**WHAT YOU SHOULD DO:** Turn the rows below into a numbered list with one line per item, and leave out the blank lines.

(Stored data)

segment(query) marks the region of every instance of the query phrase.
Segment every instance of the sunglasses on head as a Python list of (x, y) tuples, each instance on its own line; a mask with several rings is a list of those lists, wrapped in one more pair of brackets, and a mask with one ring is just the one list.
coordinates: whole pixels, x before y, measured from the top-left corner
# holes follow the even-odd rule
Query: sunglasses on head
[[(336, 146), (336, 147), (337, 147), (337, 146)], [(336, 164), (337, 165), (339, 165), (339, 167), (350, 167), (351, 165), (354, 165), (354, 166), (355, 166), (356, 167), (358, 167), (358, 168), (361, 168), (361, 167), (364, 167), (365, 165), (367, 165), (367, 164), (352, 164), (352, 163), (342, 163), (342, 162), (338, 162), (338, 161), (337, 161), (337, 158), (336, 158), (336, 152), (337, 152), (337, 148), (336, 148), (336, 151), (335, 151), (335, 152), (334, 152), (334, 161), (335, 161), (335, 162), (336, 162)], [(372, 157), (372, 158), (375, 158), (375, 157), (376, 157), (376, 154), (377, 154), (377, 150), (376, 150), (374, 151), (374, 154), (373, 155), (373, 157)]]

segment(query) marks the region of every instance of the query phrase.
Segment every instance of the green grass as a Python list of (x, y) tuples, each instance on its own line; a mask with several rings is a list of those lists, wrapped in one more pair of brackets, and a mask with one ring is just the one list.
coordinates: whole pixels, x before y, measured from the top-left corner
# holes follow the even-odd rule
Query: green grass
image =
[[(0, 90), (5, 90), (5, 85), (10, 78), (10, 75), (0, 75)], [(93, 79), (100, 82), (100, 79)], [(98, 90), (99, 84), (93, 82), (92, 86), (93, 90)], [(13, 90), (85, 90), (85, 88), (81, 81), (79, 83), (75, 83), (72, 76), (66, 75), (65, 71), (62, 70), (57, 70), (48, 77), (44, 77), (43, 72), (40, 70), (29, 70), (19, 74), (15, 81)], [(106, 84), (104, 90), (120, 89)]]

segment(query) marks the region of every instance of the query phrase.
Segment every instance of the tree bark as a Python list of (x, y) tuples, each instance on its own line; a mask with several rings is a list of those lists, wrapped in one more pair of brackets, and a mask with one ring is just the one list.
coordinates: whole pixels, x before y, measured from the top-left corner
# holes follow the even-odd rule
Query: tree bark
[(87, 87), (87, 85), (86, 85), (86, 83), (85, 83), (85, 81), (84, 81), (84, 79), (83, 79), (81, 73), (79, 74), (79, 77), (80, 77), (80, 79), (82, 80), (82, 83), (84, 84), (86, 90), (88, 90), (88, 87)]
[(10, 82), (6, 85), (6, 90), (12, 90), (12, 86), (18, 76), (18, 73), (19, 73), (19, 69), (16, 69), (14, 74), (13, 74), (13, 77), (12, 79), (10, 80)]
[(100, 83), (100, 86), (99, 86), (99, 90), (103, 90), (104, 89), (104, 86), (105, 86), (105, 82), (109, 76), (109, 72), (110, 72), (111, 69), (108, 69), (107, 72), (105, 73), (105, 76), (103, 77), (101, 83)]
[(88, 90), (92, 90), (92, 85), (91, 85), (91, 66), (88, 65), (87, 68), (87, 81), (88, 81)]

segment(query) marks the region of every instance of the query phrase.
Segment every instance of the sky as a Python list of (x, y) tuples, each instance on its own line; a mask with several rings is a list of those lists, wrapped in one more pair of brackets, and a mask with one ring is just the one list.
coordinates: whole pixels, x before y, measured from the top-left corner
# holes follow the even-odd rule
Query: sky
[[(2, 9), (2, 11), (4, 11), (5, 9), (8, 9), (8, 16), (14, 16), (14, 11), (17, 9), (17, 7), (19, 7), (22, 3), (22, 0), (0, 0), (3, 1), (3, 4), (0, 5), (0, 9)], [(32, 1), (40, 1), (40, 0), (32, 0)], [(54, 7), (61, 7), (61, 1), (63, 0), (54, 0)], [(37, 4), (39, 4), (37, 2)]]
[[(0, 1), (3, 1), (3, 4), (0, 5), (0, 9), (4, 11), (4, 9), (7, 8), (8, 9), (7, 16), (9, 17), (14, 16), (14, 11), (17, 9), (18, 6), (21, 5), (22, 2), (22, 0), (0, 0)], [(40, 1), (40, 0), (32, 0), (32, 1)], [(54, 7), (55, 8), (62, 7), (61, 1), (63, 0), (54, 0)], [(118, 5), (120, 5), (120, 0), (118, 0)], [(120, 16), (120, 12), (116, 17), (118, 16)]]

**OUTPUT FOR THIS EXERCISE:**
1. segment(query) marks the region of every instance of the query phrase.
2. Segment every instance of the sunglasses on head as a Python list of (x, y) tuples, each instance on its own line; a mask with several rings is a list of those lists, wrapped in one more pair of brackets, and a mask with one ring is just the one list.
3. coordinates: whole pixels, x before y, measured from the top-left corner
4. # holes follow the even-odd rule
5. Query: sunglasses on head
6. [[(336, 146), (336, 147), (337, 147), (337, 146)], [(336, 164), (337, 165), (339, 165), (339, 167), (350, 167), (351, 165), (354, 165), (354, 166), (355, 166), (356, 167), (358, 167), (358, 168), (361, 168), (361, 167), (364, 167), (365, 165), (367, 165), (367, 164), (352, 164), (352, 163), (342, 163), (342, 162), (338, 162), (338, 161), (337, 161), (337, 158), (336, 158), (336, 152), (337, 152), (337, 148), (336, 148), (336, 151), (335, 151), (335, 152), (334, 152), (334, 161), (335, 161), (335, 162), (336, 162)], [(372, 157), (372, 158), (375, 158), (375, 157), (376, 157), (376, 154), (377, 154), (377, 150), (376, 150), (374, 151), (374, 154), (373, 155), (373, 157)]]
7. segment(query) marks the region of every instance of the query phrase.
8. Segment every instance of the green grass as a Python list of (x, y) tuples, each instance on its own line; a mask with several rings is a list of those lists, wrapped in one more pair of brackets, and a mask with one ring is just the one list.
9. coordinates: whole pixels, x before y, measured from the top-left corner
10. # holes follow the even-odd rule
11. Query: green grass
12. image =
13. [[(0, 90), (5, 90), (5, 85), (10, 78), (10, 75), (0, 75)], [(93, 79), (100, 82), (100, 79)], [(98, 90), (99, 84), (93, 82), (92, 86), (93, 90)], [(13, 90), (85, 90), (85, 88), (81, 81), (79, 83), (75, 83), (72, 76), (66, 75), (65, 71), (62, 70), (57, 70), (48, 77), (44, 77), (43, 72), (40, 70), (29, 70), (19, 74), (15, 81)], [(106, 84), (104, 90), (120, 89)]]
14. segment(query) marks the region of every instance of the query phrase.
15. Segment every instance of the tree bark as a Python list of (x, y) tuples, each instance on its own line; a mask with several rings is a list of those lists, wrapped in one more pair of brackets, and a mask with one ring is just the one list.
16. coordinates: whole pixels, x before y, measured from the top-left corner
17. # holes follow the even-odd rule
18. Query: tree bark
19. [(87, 87), (87, 85), (86, 85), (86, 83), (85, 83), (85, 81), (84, 81), (84, 79), (83, 79), (81, 73), (79, 74), (79, 77), (80, 77), (80, 79), (82, 80), (82, 83), (84, 84), (86, 90), (88, 90), (88, 87)]
20. [(10, 82), (6, 85), (6, 90), (12, 90), (12, 86), (18, 76), (18, 73), (19, 73), (19, 69), (16, 69), (14, 74), (13, 74), (13, 77), (12, 79), (10, 80)]
21. [(100, 83), (100, 86), (99, 86), (99, 90), (103, 90), (104, 89), (104, 86), (105, 86), (105, 82), (109, 76), (109, 72), (110, 72), (111, 69), (108, 69), (107, 72), (105, 73), (105, 76), (103, 77), (101, 83)]
22. [(88, 90), (92, 90), (92, 85), (91, 85), (91, 66), (88, 65), (87, 68), (87, 81), (88, 81)]
23. segment(query) marks the region of every instance of the query phrase.
24. Segment every instance of the sky as a Python list of (x, y) tuples, each instance on its own line; a mask with several rings is a list of those lists, wrapped in one more pair of brackets, and a mask with one ring is just the one list.
25. coordinates: whole pixels, x before y, measured from the top-left corner
26. # holes follow the even-odd rule
27. Query: sky
28. [[(2, 9), (2, 11), (4, 11), (5, 9), (8, 9), (8, 16), (14, 16), (14, 11), (17, 9), (17, 7), (19, 7), (22, 3), (22, 0), (0, 0), (3, 1), (3, 4), (0, 5), (0, 9)], [(32, 1), (40, 1), (40, 0), (32, 0)], [(54, 7), (61, 7), (61, 1), (63, 0), (54, 0)], [(37, 4), (39, 4), (37, 2)]]
29. [[(0, 1), (3, 1), (3, 4), (0, 5), (0, 9), (4, 11), (4, 9), (7, 8), (8, 9), (7, 16), (9, 17), (14, 16), (14, 11), (17, 9), (18, 6), (21, 5), (22, 2), (22, 0), (0, 0)], [(40, 1), (40, 0), (32, 0), (32, 1)], [(54, 7), (55, 8), (62, 7), (61, 1), (63, 0), (54, 0)], [(118, 5), (120, 5), (120, 0), (118, 0)], [(120, 16), (120, 12), (116, 17), (118, 16)]]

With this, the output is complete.